JOB:
Duplicate the items from their beginning through the line containing "Give the outline of every instance of the ceiling", both ends included. Leave the pictures out of your copy.
━━━━━ SUPPLIED RECORDS
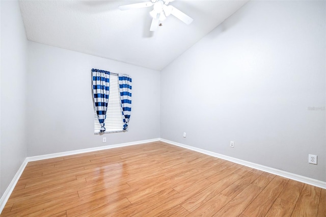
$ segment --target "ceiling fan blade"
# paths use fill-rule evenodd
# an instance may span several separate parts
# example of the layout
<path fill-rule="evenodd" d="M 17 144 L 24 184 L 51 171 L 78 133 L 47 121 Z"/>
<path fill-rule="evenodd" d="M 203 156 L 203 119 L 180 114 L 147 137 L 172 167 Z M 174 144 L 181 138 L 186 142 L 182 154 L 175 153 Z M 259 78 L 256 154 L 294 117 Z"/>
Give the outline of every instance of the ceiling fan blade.
<path fill-rule="evenodd" d="M 152 6 L 153 5 L 153 3 L 150 2 L 142 2 L 141 3 L 132 4 L 131 5 L 121 5 L 119 6 L 119 8 L 121 10 L 124 11 L 125 10 L 134 9 L 135 8 L 147 8 Z"/>
<path fill-rule="evenodd" d="M 192 18 L 190 17 L 189 16 L 187 15 L 181 11 L 177 9 L 172 5 L 169 5 L 168 7 L 172 9 L 171 14 L 180 19 L 184 23 L 186 24 L 190 24 L 192 23 L 193 20 L 194 20 Z"/>
<path fill-rule="evenodd" d="M 152 20 L 152 24 L 151 24 L 151 28 L 149 29 L 150 31 L 154 32 L 157 29 L 159 21 L 159 20 L 157 18 L 153 18 Z"/>

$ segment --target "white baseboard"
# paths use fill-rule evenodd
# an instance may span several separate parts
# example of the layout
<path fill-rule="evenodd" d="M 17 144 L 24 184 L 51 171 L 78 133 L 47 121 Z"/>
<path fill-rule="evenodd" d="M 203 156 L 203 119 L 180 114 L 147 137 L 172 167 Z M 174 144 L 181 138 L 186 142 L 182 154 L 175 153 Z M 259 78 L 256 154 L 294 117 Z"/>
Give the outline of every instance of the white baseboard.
━━━━━━━━━━
REPLY:
$ segment --target "ceiling fan blade"
# paths use fill-rule evenodd
# an instance may span several separate parts
# example of the layout
<path fill-rule="evenodd" d="M 17 144 L 24 184 L 51 171 L 78 133 L 47 121 Z"/>
<path fill-rule="evenodd" d="M 203 156 L 203 119 L 180 114 L 147 137 L 172 167 Z M 174 144 L 181 138 L 186 142 L 182 154 L 175 153 Z M 259 78 L 256 154 L 294 117 Z"/>
Give the outline of every instance of the ceiling fan blade.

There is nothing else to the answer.